■ **PROBLEM TO WORK ON**
Restate the data below word for word. Leave the images out.

■ **ENTRIES SHOWN**
-------------------------
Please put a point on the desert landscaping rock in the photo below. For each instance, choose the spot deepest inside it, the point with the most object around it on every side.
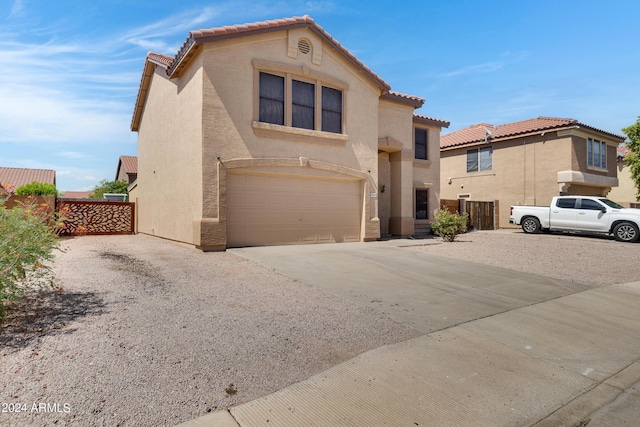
(150, 332)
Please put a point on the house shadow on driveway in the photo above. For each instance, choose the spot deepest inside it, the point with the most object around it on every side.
(45, 313)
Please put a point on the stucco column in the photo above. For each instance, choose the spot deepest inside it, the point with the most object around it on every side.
(401, 222)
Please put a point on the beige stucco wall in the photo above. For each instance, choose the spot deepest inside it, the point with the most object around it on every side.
(526, 172)
(625, 192)
(169, 157)
(203, 125)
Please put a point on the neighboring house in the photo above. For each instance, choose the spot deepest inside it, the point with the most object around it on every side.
(127, 169)
(527, 162)
(15, 177)
(274, 133)
(78, 195)
(625, 193)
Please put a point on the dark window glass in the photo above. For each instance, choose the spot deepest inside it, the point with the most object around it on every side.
(486, 158)
(422, 204)
(421, 144)
(566, 203)
(271, 99)
(472, 160)
(303, 97)
(590, 205)
(331, 110)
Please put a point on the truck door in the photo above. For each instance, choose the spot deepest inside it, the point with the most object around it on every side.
(563, 214)
(590, 216)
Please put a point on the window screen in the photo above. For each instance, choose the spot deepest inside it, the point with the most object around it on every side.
(303, 104)
(331, 110)
(271, 99)
(421, 144)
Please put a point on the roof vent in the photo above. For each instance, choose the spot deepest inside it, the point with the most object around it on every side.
(304, 47)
-------------------------
■ **RESPONSE BOX**
Please put a point on the desert landscaping rock in the photo below. For each instance, choose the spot deepest inside it, the point with the most object around it on every side.
(150, 332)
Please put a point on the house shadow on driveway in the photo above. For each instance, choose the spot deepest inside it, the point with the most object around it on every side.
(45, 313)
Please put a point on the stucco column in the photo above. For each instance, choose the spot deepest inside it, the point with the most object around it on every side.
(401, 222)
Please put a point on the beige stucco wall in the photo above. For each instance, choose the spot deepest inside it, the point with the most object around it on every side.
(526, 172)
(625, 192)
(169, 157)
(203, 125)
Please put a point on the neighboring house in the photo above. For each instance, choose the spot deepest inside it, the point with the most object around it on every side.
(127, 169)
(527, 162)
(15, 177)
(274, 133)
(78, 195)
(625, 193)
Please put a point on the dark window glass in the photo above. For each instance, choose the spot deepest inside it, the point with the most object around it on every side.
(486, 158)
(422, 204)
(421, 144)
(566, 203)
(271, 99)
(472, 160)
(303, 97)
(590, 205)
(331, 110)
Please put a point on the truck door in the photo above. For each instance, choose the spot deepest inside it, the point with the most object around it on every side.
(563, 214)
(590, 216)
Please put a point on the window screen in the photo above. For each instance, choose the spot deepest inside it, the point with the most object around it on every side.
(303, 104)
(331, 110)
(271, 99)
(421, 144)
Please put a point on the roof vent in the photo above. For each instance, choose the spot deepest inside it, the point with the most object around it on every side.
(304, 47)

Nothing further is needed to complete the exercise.